Itu dapat dipandang sebagai sebuah ”proposal” untuk polisi yang modern, yang
berasal dari kalangan bumiputra. Pada waktu itu tentulah, Kadiroen merupakan
antitesa bagi sistem perekrutan Belanda yang hanya memercayakan jabatan
inspektur kepada polisi berkebangsaan asli Belanda.
Adanya
tendensi rasial dalam kebijakan pemerintah kolonial itu ditantang oleh
Hikajat Kadiroen dengan modernisme itu sendiri, yakni sikap rasional dan
profesional. Sebaliknya, petugas hasil didikan Pemerintah Belanda justru
tampak kebodohan-kebodohan dan keburukannya. Seperti tergambar dalam sosok
asisten wedana Semongan. Dengan cara demikian, roman ini mengidentifikasi
bagian-bagian yang rusak dari tubuh kemasyarakatan itu akibat dari proses
kolonialisme. Dan Kadiroen sejak awal sudah dipersiapkan sebagai
penggantinya.
Pengarang
sendiri tampaknya tidak menyembunyikan maksud itu. Sebagaimana sejak
permulaan cerita, Kadiroen telah dipromosikan sebagai sosok yang langka. ”...amat jarang terjadi di tanah Jawa.

Tugas Latihan:
**A.** Kutip tanpa perubahan bagian petikan tentang Hikajat Kadiroen yang dibuka dengan kata-kata "Itu dapat dipandang" dan ditutup dengan "penggantinya.".
**B.** Tolong ringkas petikan tentang Hikajat Kadiroen dalam dua kalimat.
**C.** Teruskan petikan tentang Hikajat Kadiroen setelah kalimat terakhir yang ditampilkan.
Data sesudah petikan ini sama sekali tidak dipakai.

Data yang Diberikan:
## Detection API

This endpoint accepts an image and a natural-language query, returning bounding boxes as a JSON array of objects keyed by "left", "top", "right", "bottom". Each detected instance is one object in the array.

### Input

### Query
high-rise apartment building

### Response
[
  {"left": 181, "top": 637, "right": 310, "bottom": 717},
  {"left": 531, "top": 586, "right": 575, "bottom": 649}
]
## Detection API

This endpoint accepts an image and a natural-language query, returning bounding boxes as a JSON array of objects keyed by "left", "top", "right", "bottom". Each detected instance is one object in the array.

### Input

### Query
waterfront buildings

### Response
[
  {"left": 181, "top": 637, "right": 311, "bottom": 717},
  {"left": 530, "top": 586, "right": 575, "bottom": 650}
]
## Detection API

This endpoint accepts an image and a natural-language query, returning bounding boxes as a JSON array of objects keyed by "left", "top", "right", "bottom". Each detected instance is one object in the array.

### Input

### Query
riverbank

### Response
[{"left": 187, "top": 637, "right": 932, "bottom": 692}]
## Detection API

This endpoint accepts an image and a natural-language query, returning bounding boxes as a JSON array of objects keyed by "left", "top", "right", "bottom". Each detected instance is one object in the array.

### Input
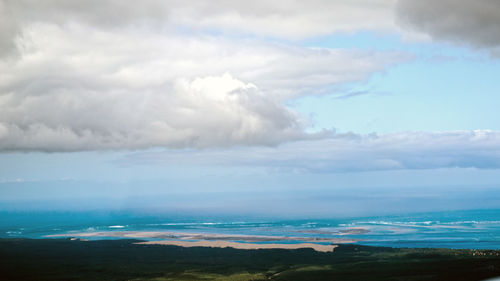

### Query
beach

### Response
[
  {"left": 136, "top": 240, "right": 338, "bottom": 252},
  {"left": 45, "top": 231, "right": 356, "bottom": 252}
]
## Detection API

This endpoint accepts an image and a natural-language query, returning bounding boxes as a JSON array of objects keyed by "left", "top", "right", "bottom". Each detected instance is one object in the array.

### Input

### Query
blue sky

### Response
[{"left": 0, "top": 0, "right": 500, "bottom": 215}]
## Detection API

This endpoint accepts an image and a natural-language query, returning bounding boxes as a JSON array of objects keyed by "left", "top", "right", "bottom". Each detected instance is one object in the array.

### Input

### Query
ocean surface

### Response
[{"left": 0, "top": 210, "right": 500, "bottom": 249}]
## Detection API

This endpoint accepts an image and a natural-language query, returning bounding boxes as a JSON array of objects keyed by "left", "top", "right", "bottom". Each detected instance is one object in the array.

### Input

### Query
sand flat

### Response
[
  {"left": 136, "top": 240, "right": 337, "bottom": 252},
  {"left": 46, "top": 231, "right": 357, "bottom": 244}
]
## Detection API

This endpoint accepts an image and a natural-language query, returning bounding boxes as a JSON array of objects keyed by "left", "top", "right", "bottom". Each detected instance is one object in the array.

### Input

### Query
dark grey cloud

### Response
[{"left": 396, "top": 0, "right": 500, "bottom": 48}]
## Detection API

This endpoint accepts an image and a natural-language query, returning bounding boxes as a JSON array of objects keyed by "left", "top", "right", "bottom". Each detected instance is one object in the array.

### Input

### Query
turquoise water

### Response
[{"left": 0, "top": 210, "right": 500, "bottom": 249}]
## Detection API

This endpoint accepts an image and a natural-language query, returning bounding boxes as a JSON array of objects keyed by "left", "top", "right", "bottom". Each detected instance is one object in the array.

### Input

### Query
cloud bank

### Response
[
  {"left": 0, "top": 1, "right": 408, "bottom": 151},
  {"left": 396, "top": 0, "right": 500, "bottom": 51},
  {"left": 121, "top": 130, "right": 500, "bottom": 173}
]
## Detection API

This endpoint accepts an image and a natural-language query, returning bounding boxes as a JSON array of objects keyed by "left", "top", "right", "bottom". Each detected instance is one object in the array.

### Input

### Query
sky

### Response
[{"left": 0, "top": 0, "right": 500, "bottom": 216}]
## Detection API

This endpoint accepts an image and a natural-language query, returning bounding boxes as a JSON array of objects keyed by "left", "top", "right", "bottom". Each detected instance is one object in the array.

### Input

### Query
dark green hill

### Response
[{"left": 0, "top": 239, "right": 500, "bottom": 280}]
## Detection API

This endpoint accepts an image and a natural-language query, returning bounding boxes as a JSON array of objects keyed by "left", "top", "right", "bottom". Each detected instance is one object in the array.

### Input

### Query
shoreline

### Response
[
  {"left": 134, "top": 240, "right": 338, "bottom": 252},
  {"left": 45, "top": 231, "right": 357, "bottom": 252}
]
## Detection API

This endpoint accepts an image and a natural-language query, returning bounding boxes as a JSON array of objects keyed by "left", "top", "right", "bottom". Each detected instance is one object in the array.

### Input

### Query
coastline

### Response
[
  {"left": 45, "top": 231, "right": 357, "bottom": 252},
  {"left": 135, "top": 240, "right": 338, "bottom": 252},
  {"left": 0, "top": 238, "right": 500, "bottom": 281}
]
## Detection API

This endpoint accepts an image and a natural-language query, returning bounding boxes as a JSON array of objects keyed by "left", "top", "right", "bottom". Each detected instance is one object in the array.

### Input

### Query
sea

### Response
[{"left": 0, "top": 209, "right": 500, "bottom": 249}]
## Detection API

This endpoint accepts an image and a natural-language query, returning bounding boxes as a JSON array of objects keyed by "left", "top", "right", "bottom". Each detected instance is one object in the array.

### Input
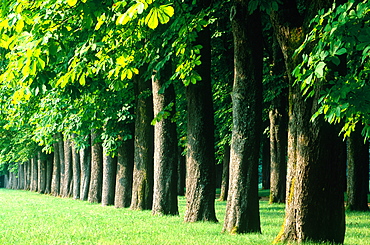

Jawaban Tugas:
**A.**
Itu dapat dipandang sebagai sebuah ”proposal” untuk polisi yang modern, yang
berasal dari kalangan bumiputra. Pada waktu itu tentulah, Kadiroen merupakan
antitesa bagi sistem perekrutan Belanda yang hanya memercayakan jabatan
inspektur kepada polisi berkebangsaan asli Belanda.
Adanya
tendensi rasial dalam kebijakan pemerintah kolonial itu ditantang oleh
Hikajat Kadiroen dengan modernisme itu sendiri, yakni sikap rasional dan
profesional. Sebaliknya, petugas hasil didikan Pemerintah Belanda justru
tampak kebodohan-kebodohan dan keburukannya. Seperti tergambar dalam sosok
asisten wedana Semongan. Dengan cara demikian, roman ini mengidentifikasi
bagian-bagian yang rusak dari tubuh kemasyarakatan itu akibat dari proses
kolonialisme. Dan Kadiroen sejak awal sudah dipersiapkan sebagai
penggantinya.

**B.** Kadiroen dipandang sebagai proposal polisi modern dari kalangan bumiputra sekaligus antitesa bagi sistem perekrutan Belanda yang hanya memercayakan jabatan inspektur kepada polisi berkebangsaan asli Belanda. Hikajat Kadiroen menantang tendensi rasial pemerintah kolonial dengan sikap rasional dan profesional, sedangkan petugas didikan Pemerintah Belanda, seperti asisten wedana Semongan, justru tampak bodoh dan buruk.

**C.**
Dari sekitar 10.000 orang, hanya ada satu...” Sementara pada alinea
sebelumnya telah dikatakan bahwa seorang asisten wedana membawahkan
onderdistrik yang didiami oleh 10.000 orang. Jadi prinsipnya, pada tiap
onderdistrik, hanya ada satu kemungkinan figur ideal seperti Kadiroen. Dengan
kata lain pula, pengarang tampaknya melihat masa akhir abad ke-19 sebagai
masa tanpa SDM di Hindia Belanda. Hal yang menurut hemat kita mengingkari
kenyataan, karena faktanya, SDM terbaik bangsa Indonesia muncul dari dekade
akhir abad ke-19 (CE) itu.
Mungkin
pengingkaran semacam ini memang wajar terjadi sebagai risiko tak disadari
dalam karya-karya bernuansa propaganda ideologis. Sebagaimana Kadiroen
kemudian terkesan hanya menjadi boneka untuk mengantar hikayat ini ke hikayat
yang menjadi tujuan utamanya. Yakni hikayat PK (Partai Komunis) Hindia
Belanda dengan Semaoen adalah tokoh utama dan pendirinya. Itu terlihat pada
bagian-bagian akhir yang isinya ternyata lebih banyak memuat pidato
tokoh-tokoh PK dan propaganda PK sebagai satu-satunya sarana perjuangan yang
paling merakyat.
Selanjutnya,
dalam bab ”Sukar Memilih”, Kadiroen yang telah makin naik posisi mulai
diberi azab lewat keragu-raguannya antara memilih pada pergerakan PK atau
mempertahankan jabatan dan kepercayaan pemerintah berkuasa. Jadi bagian ini
sebenarnya membatalkan karakter tegas Kadiroen yang telah diciptakan
pengarang sendiri pada bagian awal cerita. Mengecewakan memang bagi pembaca,
terutama karena ada inkonsistensi antara karakter awal dan karakter yang
muncul di bagian belakang cerita itu. Dan itu terjadi karena munculnya sebuah
”perwakilan rakjat” bernama PK.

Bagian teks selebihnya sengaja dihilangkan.